**What to produce**
Among the lines of data below, reproduce only those from the one with "point(295, 52)" through the one with "point(204, 279)", exactly as they stand, both ends included.

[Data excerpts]
------------------------------
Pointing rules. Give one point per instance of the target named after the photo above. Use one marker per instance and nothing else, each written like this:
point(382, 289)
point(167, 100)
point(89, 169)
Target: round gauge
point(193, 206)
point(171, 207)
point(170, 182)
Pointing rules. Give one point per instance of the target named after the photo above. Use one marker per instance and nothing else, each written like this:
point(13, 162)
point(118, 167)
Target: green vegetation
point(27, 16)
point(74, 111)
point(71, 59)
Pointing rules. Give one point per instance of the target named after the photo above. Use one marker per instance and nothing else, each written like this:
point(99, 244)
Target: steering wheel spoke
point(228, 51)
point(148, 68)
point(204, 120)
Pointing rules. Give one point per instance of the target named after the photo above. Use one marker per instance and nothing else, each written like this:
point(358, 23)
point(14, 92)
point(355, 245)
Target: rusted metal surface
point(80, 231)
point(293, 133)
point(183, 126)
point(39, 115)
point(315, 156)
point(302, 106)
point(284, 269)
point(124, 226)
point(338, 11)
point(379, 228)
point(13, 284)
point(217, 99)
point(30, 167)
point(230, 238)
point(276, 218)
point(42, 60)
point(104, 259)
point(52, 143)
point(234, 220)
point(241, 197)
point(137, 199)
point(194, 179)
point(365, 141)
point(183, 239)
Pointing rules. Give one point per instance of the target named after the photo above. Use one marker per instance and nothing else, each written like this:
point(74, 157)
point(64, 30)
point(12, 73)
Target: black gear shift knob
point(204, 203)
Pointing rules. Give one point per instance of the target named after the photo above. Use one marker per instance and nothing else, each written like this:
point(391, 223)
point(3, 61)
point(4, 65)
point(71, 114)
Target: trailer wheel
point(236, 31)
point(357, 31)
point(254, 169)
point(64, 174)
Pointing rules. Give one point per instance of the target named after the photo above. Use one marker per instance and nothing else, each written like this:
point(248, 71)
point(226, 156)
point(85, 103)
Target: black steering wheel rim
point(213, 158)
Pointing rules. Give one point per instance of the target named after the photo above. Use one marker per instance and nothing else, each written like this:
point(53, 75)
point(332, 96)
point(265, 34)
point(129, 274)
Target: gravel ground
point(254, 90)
------------------------------
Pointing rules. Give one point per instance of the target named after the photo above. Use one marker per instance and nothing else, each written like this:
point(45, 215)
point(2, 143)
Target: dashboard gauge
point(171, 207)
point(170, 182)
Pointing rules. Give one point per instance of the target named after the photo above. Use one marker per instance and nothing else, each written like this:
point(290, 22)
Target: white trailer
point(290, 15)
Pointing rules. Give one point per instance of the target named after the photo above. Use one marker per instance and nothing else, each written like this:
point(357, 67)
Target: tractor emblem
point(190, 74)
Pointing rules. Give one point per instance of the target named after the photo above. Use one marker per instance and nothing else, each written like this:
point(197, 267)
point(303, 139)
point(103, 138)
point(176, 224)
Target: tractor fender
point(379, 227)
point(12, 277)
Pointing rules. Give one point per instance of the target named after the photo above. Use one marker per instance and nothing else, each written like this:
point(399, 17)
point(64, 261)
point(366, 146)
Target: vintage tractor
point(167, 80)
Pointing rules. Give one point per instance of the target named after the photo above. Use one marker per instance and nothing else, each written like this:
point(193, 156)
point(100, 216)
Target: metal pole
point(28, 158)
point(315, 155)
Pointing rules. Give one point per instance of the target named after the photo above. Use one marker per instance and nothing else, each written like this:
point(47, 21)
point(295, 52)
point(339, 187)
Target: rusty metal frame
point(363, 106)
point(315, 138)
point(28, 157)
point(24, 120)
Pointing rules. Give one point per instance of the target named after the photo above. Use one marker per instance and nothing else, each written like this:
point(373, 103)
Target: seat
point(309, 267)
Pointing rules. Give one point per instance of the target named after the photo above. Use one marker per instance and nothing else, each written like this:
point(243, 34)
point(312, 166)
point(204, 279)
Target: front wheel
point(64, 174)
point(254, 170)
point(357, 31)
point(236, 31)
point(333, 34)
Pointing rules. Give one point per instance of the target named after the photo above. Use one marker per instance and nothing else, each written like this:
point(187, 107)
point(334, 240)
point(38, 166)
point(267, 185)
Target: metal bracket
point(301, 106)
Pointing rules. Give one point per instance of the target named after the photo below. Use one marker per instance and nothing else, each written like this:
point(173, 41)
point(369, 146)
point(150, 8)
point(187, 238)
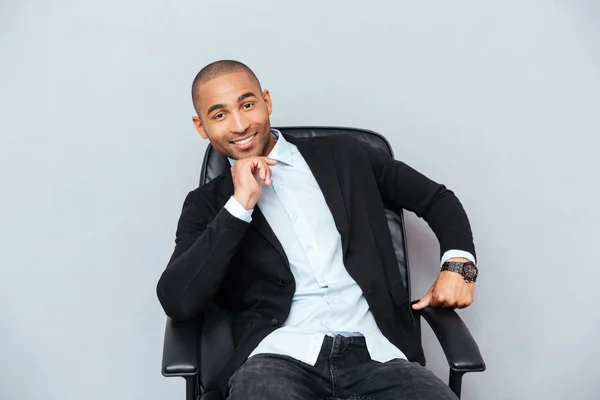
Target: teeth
------------------------------
**Reply to the exercise**
point(295, 52)
point(339, 187)
Target: rusty metal frame
point(363, 106)
point(315, 138)
point(28, 157)
point(24, 120)
Pointing rules. Give one point per instance of the target named after the photo above. Use one marker per instance and nothing else, each written like this:
point(373, 103)
Target: seat
point(309, 267)
Pointing rules. Give one point per instance of the target named after the photo above. Use one marker per instance and nothing else, each written like this:
point(243, 34)
point(312, 166)
point(204, 279)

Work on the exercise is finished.